TEXT EXCERPT
=== Begin Enclosure ===

A Black female diversity officer told authors, “I can’t tell you how many times in training, somebody will say something, and I have to keep on my game face. I just nod, and I go ‘hmmm …’ Because I focus so much with my associates on neutrality, I have to model that … I have a very expressive face, and I work really hard at work not to let my face show my emotions.”
The report doesn’t specify what “something” was said, but hiding horror in the face of thundering ignorance or racism is an act of “surface acting,” and it wears down resolve. Most companies expect employees to put on a happy face and suppress negative emotions as policy. But even before a CEO demands it, U.S. culture is looking for the next opportunity to call a Black employee or a woman “too sensitive” or “emotional.” And guess who typically finds themselves in the role of DEI officer..
The report offers some helpful hints for combatting the workplace temptation to chuck your DEI duties and go back to the cubicle. “Creating a Learning-and-Effectiveness Model to Support DEI Leaders,” “Conduct[ing] regular DEI climate assessments,” ensuring top management leads by example and demonstrates “consistent, enthusiastic DEI support,” are some examples. But the national trend of denying the existence of hundreds of years of generational racism and general wooden-headedness is threatening to send the nation into a 1950s backslide.
“Many of these programs are being defunded in lots of ways. The environment is very hostile,” said report co-author Louwanda Evans, associate professor of sociology and chair of African American Studies at Millsaps College, in Mississippi. “It contributes to the burnout. It carries the awareness that there’s some devaluation in your job, with the people you work with, the company you work for, and within the larger social and cultural landscape.”
Evans told BGX the growing wave of national opposition may harden the resolve of some individuals and drive them on rather than out, but legal moves by anti-inclusive politicians are giving even these stalwarts a headache and making their jobs difficult.
“I got a phone call the other night from a (Southern state) dean of education and she was getting some backlash from some southern governors about a course on anti-bias, and she’s like, ‘I want to keep this course, but I’m incredibly tired. Do you have some suggestions for name changes?’ There are lots of places now that have banned certain words.”
Last year, The Georgia Professional Standards Commission voted to delete words like “diversity,” “equity,” and “inclusion” from rules that guide colleges and educator-training programs. At the time, DeKalb County teacher Chris Andrews described the vote as “a travesty.”
“Without some sort of diversity, equity, inclusion training, or even mention thereof, are we even able to interact with each other in effective ways?” he questioned.
That’s what Evans and others are having to deal with. When book-burner types make one name legally toxic, a new name must be found. The problem there, of course, is encroaching ambiguity.
“When even something like ‘inclusion’ becomes tricky, well, then what are you supposed to do, or say? You’re seeing people moving from RDI (relevancy, diversity, and inclusion) to DEI (diversity, equity, and inclusion) to DIB (diversity, inclusion and belonging), so they’re trying to make some changes to stay afloat. But we want to make sure we don’t get to a place where the intent of it all is lost completely trying to satisfy others,” Evan’s said. “What tends to happen is new words become a catchall for everybody, which can mean anybody, for the most part.”

=== End Enclosure ===

SUPPLIED DATA
=== Begin Enclosure ===

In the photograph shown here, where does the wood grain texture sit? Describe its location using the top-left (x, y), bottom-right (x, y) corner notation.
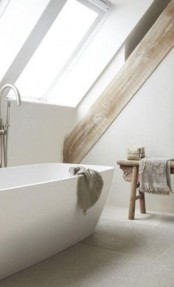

=== End Enclosure ===

EXERCISE REQUIREMENTS
Copy the passage of the DEI officers text word for word, starting at "The report offers" and ending at "a 1950s backslide.". The data has nothing to do with what comes next.

PROBLEM SOLUTION
The report offers some helpful hints for combatting the workplace temptation to chuck your DEI duties and go back to the cubicle. “Creating a Learning-and-Effectiveness Model to Support DEI Leaders,” “Conduct[ing] regular DEI climate assessments,” ensuring top management leads by example and demonstrates “consistent, enthusiastic DEI support,” are some examples. But the national trend of denying the existence of hundreds of years of generational racism and general wooden-headedness is threatening to send the nation into a 1950s backslide.